Cela fait 46 ans que Jonathan suit les pistes et les routes d’une Asie envoûtante, cela fait 46 printemps que Cosey, dessinateur hors-normes, inclassable, occupe une place importante dans la grande histoire du neuvième art.

Jonathan : 17. La Piste de Yéshé

(éditeur : Le lombard – 56 pages – octobre 2021)

© Le Lombard

1975… Je n’ai certainement pas été le seul à m’étonner de voir paraître, dans les pages du magazine Tintin, un personnage nouveau, déconcertant, étonnant, atypique.

C’était l’époque où le neuvième art sortait peu à peu des sentiers battus, avec des auteurs comme Godard et son Martin Milan, Pratt et son Corto Maltese, le Suisse Derib et sa lecture moderne du mythe du western. Dans des revues pour jeune public, on osait enfin aborder de front des thématiques sociétales importantes. Et Cosey, d’emblée, avec Jonathan, a participé pleinement à cet essor essentiel dans l’histoire de la bande dessinée.

© Le Lombard

Les aventures vécues par Jonathan, et toutes, ou à peu près, lisibles comme des albums uniques, mettent en scène un « héros » qui se balade dans l’Himalaya, qui quitte le confort européen pour découvrir de nouveaux horizons, un personnage dont les albums s’accompagnaient de choix de musiques à écouter tout en les lisant…

En une époque où les expressions « feel good » et « spiritualité » étaient loin d’être à la mode, le personnage de Jonathan s’est révélé, d’album en album, un rêveur aventurier, un homme, surtout, à la poursuite de lui-même, de souvenir en souvenir, d’amour en abandon, de rencontre en rencontre.

Et le voici, dans ce dix-septième opus, arrivé à la fin de son trajet. Un dix-septième et dernier livre dans lequel on le retrouve en fin de piste, retournant au Tibet et y trouvant, à sa manière, les réponses à la question qui a sous-tendu toutes ses aventures, plus poétiques que mouvementées : qui est-il ?

© Le Lombard

Parce que c’est cela, cette bd : une aventure graphique exceptionnelle qui nous parle de spiritualité, et dans laquelle le héros est véritablement le double de son créateur. Une saga dessinée qui met en scène plus qu’un héros, des sentiments, des sensations, sublimées par un dessin aux infinies transparences, par des couleurs qui chantent comme chante la voix de Léonard Cohen…

Une saga qui nous parle de questionnements propres à tout être humain, sans doute. Trouver un sens à sa vie, est-ce le faire pour son passé ou son futur ? Pourquoi le fait de vieillir semble-t-il accentuer l’envie, voire le besoin, de se trouver une spiritualité personnelle ? Avec, en trame, cette question sur la codification de la spiritualité, au travers de religions ou de philosophies, de courants de pensée ou de sectarisme à la mode : n’est-elle pas un lien de plus qui attache l’homme à lui-même ?

SECTION DES DONNÉES ->
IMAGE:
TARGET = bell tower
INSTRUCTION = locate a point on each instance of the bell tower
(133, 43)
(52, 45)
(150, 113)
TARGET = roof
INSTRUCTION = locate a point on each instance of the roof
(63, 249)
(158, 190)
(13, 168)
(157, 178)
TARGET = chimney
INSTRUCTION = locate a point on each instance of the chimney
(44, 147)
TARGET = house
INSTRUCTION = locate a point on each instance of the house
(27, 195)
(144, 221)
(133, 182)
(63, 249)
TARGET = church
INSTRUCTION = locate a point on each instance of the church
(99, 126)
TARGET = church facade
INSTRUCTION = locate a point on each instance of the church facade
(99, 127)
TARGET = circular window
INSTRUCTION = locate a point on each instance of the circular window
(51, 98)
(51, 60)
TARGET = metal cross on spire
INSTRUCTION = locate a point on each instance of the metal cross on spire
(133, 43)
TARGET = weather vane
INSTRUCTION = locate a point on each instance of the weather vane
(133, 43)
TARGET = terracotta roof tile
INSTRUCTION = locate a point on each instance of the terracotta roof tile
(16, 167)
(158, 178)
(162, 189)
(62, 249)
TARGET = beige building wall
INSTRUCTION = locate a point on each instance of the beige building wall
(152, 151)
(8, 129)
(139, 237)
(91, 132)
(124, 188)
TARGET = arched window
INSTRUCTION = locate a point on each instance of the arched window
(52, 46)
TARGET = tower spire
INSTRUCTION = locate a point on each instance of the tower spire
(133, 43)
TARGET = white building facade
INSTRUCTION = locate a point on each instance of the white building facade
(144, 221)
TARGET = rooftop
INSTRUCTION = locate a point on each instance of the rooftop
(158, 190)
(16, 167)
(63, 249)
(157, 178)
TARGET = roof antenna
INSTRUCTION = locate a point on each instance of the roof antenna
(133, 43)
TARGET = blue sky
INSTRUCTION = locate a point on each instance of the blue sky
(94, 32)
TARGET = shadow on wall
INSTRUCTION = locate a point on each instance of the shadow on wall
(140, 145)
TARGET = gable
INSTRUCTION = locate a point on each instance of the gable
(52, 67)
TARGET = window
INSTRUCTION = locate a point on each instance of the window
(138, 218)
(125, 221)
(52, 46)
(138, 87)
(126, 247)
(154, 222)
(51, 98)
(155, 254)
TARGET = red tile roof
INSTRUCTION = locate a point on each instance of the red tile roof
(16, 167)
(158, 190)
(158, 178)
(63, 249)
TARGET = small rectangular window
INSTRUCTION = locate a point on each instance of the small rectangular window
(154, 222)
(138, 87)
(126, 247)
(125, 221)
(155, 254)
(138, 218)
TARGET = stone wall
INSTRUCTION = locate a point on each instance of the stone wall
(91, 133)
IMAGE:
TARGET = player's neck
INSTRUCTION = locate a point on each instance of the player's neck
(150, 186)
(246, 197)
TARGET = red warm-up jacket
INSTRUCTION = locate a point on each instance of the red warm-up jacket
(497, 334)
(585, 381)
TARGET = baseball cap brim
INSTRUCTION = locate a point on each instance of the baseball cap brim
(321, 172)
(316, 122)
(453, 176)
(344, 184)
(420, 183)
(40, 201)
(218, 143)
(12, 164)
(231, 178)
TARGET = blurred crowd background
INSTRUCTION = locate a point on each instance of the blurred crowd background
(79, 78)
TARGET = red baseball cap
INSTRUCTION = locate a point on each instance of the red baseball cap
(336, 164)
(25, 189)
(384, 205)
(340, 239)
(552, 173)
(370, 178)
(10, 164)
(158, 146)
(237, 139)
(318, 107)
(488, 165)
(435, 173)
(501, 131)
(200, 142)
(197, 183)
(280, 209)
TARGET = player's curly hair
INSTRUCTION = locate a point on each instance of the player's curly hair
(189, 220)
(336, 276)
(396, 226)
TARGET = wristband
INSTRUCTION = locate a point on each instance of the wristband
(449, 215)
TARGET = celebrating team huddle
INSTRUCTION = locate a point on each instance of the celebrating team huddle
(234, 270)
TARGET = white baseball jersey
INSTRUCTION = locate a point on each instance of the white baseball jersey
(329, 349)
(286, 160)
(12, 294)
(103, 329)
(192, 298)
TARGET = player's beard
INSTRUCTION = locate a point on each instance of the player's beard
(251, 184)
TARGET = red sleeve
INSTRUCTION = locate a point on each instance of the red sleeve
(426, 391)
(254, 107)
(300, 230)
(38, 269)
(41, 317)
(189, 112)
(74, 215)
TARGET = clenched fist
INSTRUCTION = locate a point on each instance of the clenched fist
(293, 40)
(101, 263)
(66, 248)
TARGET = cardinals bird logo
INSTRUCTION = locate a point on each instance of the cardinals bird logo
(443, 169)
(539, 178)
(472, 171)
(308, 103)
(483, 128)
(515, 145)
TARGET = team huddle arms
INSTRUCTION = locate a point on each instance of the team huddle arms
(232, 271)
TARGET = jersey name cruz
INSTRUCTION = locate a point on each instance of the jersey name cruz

CONSIGNE ->
D'après l'extrait du document, dans quel magazine le personnage de Jonathan est-il apparu en 1975 ?

RÉPONSE ->
Dans le magazine Tintin.